BEGIN

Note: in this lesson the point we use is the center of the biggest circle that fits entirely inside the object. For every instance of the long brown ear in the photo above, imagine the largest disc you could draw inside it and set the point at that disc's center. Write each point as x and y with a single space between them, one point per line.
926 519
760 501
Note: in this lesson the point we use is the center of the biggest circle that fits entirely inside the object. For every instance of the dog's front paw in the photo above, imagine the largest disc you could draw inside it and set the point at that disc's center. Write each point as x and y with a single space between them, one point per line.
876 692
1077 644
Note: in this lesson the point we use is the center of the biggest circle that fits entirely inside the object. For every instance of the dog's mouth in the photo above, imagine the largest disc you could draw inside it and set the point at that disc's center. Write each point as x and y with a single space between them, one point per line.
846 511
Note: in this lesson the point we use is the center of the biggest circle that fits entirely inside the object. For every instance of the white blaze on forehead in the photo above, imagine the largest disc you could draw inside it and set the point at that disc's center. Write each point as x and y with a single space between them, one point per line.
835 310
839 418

END

**Task to complete:**
The goal is a faithful transcription of every entry above.

**Task response:**
Note: in this lesson the point we use is the center of the biggest circle that fits entirely inside the object. For every instance of the long brown ear in the photo above, imagine the largest disc you could draw inside it and set the point at that disc's center. Write each point as x and y with a single space between them, one point per line.
926 519
760 501
Note: in this lesson the point we use is the center of the biggest circle that fits entirely inside the object. For every instance of the dog's front paw in the photo above, imagine the largest disc you could draw inside it and set the point at that disc's center. Write each point as x and y with a single space between them, one point per line.
876 692
1077 644
Note: in this lesson the point we use is the center of the biggest circle that fits entirely inside the object. For every instance of the dog's mouth in the photo above, imagine the largest disc you could draw inside it and set the point at that disc's center. Write each point as x and y with a single space between them, one point per line.
846 511
Note: in this lesson the point we use is the center of the biggest circle that fits entirely inside the object. For every instance of the white blaze on forehead in the photo above, imagine the largest disc you could draw inside it and set the point at that disc's center. Write each point as x and y with a single space between them, one point per line.
835 310
839 418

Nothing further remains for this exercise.